Document text:
★ ★ ★ ★ ★
Block outlined the crux of this more than twenty years ago: “A short story or novel constitutes a subtly different experience for every person who reads it, simply because each reader brings a different perspective and background to bear upon what he reads[. . .]The best we can do is write as carefully and as honestly as we can and let the reader make of our work what he will. If we write well, enough people will get enough of the message.”

So, who are readers, and how do we write for them? This issue strikes me as an elitist, ivory tower problem. Looking around the room at my fellow writers collected on a Wednesday evening, I see less danger of squeezing out the reader. We are not locked in higher education environments. We are chemists, teachers, parents, partners, and writers. One foot in the ordinary world, and one foot in the writing world.

Perhaps we are just putting our finger on the widening fault line between literary and genre novels. Those of us who seek to straddle the two (I would include myself here) face an increasingly difficult task. And those of us who unabashedly aim for salability and readability in our works need feel less ashamed. By shirking the masses, maybe the highest literary MFA-driven, conference-attending, adjunct-teaching, upper echelon of writers who write for other writers will go the way of the dinosaurs?
★ ★ ★ ★ ★
Dataset records:
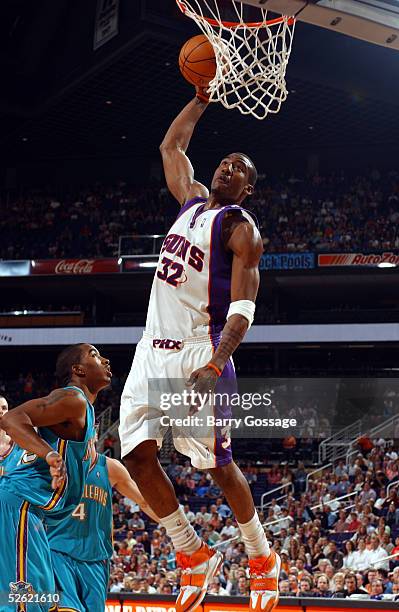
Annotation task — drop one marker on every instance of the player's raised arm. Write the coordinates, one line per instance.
(179, 172)
(246, 244)
(120, 479)
(60, 406)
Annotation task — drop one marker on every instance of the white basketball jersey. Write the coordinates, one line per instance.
(190, 293)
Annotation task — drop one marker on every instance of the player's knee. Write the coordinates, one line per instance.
(142, 458)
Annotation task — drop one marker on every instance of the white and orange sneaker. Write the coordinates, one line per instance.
(198, 569)
(264, 574)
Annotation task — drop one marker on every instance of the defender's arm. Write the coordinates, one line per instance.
(60, 406)
(179, 172)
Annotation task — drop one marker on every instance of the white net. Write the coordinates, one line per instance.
(251, 58)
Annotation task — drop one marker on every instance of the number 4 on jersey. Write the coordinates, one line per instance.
(80, 512)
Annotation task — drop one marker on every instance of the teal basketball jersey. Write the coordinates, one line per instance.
(30, 480)
(10, 460)
(86, 535)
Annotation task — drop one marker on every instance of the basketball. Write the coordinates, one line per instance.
(197, 61)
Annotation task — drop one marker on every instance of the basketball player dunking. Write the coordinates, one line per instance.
(202, 303)
(10, 453)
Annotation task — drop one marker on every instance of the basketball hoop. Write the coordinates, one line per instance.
(251, 58)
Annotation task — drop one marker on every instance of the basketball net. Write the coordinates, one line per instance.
(251, 58)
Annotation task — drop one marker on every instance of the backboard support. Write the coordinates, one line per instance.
(374, 21)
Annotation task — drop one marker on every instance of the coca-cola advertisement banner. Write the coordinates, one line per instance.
(383, 260)
(74, 266)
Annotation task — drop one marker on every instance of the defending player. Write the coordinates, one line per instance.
(10, 453)
(202, 303)
(81, 545)
(50, 479)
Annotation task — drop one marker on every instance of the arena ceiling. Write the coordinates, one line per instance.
(343, 93)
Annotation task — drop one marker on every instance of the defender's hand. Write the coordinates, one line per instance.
(57, 469)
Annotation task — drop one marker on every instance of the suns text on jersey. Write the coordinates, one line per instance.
(181, 247)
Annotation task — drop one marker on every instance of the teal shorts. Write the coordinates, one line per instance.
(26, 570)
(82, 585)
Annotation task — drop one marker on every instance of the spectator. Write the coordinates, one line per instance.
(350, 555)
(377, 553)
(377, 589)
(322, 586)
(335, 556)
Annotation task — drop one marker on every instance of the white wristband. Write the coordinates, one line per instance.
(246, 308)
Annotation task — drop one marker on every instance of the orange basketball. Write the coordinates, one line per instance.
(197, 61)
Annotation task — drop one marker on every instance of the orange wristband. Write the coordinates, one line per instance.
(212, 366)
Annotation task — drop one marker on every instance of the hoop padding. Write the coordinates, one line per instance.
(251, 58)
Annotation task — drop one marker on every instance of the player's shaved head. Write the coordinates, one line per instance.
(69, 357)
(252, 171)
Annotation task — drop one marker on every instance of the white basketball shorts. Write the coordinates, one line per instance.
(141, 419)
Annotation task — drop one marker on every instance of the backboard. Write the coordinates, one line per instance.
(375, 21)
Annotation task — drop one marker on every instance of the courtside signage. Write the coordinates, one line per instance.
(287, 261)
(75, 267)
(357, 259)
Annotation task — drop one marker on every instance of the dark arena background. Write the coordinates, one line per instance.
(88, 92)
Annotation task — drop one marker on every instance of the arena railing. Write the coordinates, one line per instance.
(132, 602)
(142, 244)
(328, 448)
(321, 469)
(287, 485)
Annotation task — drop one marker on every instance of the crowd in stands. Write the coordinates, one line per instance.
(335, 212)
(329, 547)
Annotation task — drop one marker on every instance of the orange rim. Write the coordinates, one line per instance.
(233, 24)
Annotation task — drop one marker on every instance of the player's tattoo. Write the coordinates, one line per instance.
(56, 396)
(231, 339)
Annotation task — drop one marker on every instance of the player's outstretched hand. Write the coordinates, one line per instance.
(202, 94)
(202, 381)
(57, 469)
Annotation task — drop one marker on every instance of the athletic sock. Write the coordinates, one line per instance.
(182, 534)
(254, 538)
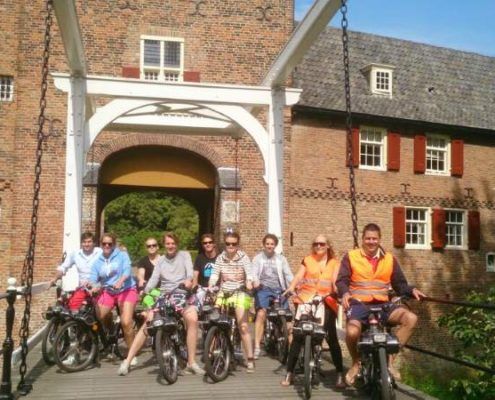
★ ★ ★ ★ ★
Your tasks:
1. Tally how many lines of the records contain the string "backboard", matching case exactly, and reply with that number alone.
2. Take the essay on writing for readers further, picking up right after its final sentence.
These records bear no relation to the text that precedes them.

Results:
1. 2

2.
Lest I come off as too harshly critical of MFA programs, writing absolutely is a set of skills that can be taught. At their best, MFA programs are designed to do just this. To foster confidence in the execution of craft that can lead to wildness and vulnerability in the subject matter. But the ability to see and convey truth, to speak to a reader and move him or her without over-explaining and condescending, is an art. And art is stifled by closed environments and over-valued rule books. A writer, through trial and error, could perhaps land on the best crafting of stories. But given only the lessons of craft, and sealed off from the larger world, a writer risks going deaf to the murmurations of truth, the concerns and motivations of her readers.

The writer, if she is going to be a lightening rod for truth, and not merely a wordsmith, must trace the inevitable cycle of seers and sages of every stripe. Time alone on the mountaintop for the act of creation must be balanced by trips to the proverbial village, where the work is gifted to the world and the writer can drink in the cultural garb necessary to make her work relevant in contemporary society.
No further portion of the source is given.